Not sure if these are what Jeff was referring to but as a workaround, you
can configure the following STCS compaction subproperties:
- min_threshold - set to 2 so that only a minimum of 2 similar-sized
sstables are required to trigger a minor compaction instead of the default 4
- tombstone_threshold - set to 0.1 so that if at least 10% of an sstable
are tombstones, Cassandra will compact the table alone instead of waiting
for the higher default ratio of 0.2
- unchecked_tombstone_compaction - set to true to allow Cassandra to run
tombstone compaction without having to check if an sstable is eligible for
compaction

WARNING - For future reference, this is just a workaround. It isn't a fix
for clusters with bad data models. Consider these as buying your cluster
some breathing space while you redesign your data model. Cheers!

On Thu, Aug 10, 2017 at 12:27 AM, Jeff Jirsa <jji...@gmail.com> wrote:

> The deleting compaction strategy from protectwise (https://github.com/
> protectwise/cassandra-util/blob/master/deleting-
> compaction-strategy/README.md) was written (I believe) to solve a similar
> problem - business based deletion rules to enable flexible TTLs. May want
> to glance at that.

(SUPPLIED MATERIAL)
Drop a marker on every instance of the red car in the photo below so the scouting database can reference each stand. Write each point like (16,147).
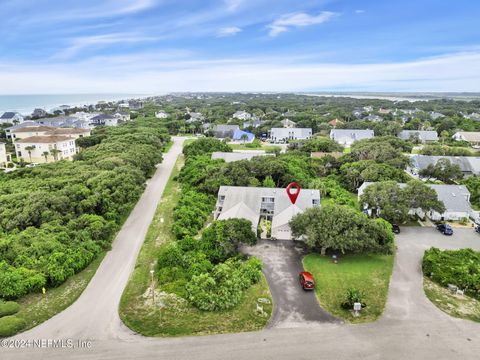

(REQUIRED TASK 1) Decide whether each statement agrees with the Cassandra compaction message above, answering yes or no and quoting the deciding words: (a) The default min_threshold is 4. (b) The writer offers the suggested settings as a fix for clusters with bad data models. (c) The default tombstone_threshold ratio is 0.2.
(REQUIRED TASK 2) Carry on the Cassandra compaction message, picking up right after its last sentence.

(EXERCISE OUTPUT 1)
(a) Yes: "instead of the default 4"
(b) No: "It isn't a fix for clusters with bad data models."
(c) Yes: "the higher default ratio of 0.2"

(EXERCISE OUTPUT 2)
>
> Other answers inline below
>
>
> --
> Jeff Jirsa
>
>
> On Aug 9, 2017, at 1:41 AM, Steinmaurer, Thomas <
> thomas.steinmau...@dynatrace.com> wrote:
>
> Hello,
>
>
>
> our top contributor from a data volume perspective is time series data. We
> are running with STCS since our initial production deployment in 2014 with
> several clusters with a varying number of nodes, but currently with max. 9
> nodes per single cluster per different region in AWS with m4.xlarge / EBS
> gp2 storage. We have a road of Cassandra versions starting with 1.2 to
> actually using DSC 2.1.15 soon to be replaced by Apache Cassandra 2.1.18
> across all deployments. Lately we switched from Thrift (Astyanax) to
> Native/CQL (DataStax driver). Overall we are pretty happy with stability
> and the scale out offering.
>
>
>
> We store time series data in different resolutions, from 1min up to 1day
> aggregates per “time slot”. Each resolution has its own column family /
> table and a periodic worker is executing our business logic regarding time
> series aging from e.g. 1min => 5min => … resolution + deletion in source
> resolutions according to our retention per resolution policy. So deletions
> will happen way later (e.g. at least > 14d). We don’t use TTLs on written
> time series data (in production, see TWCS testing below), so purging is
> exclusively handled by explicit DELETEs in our aging business logic
> creating tombstones.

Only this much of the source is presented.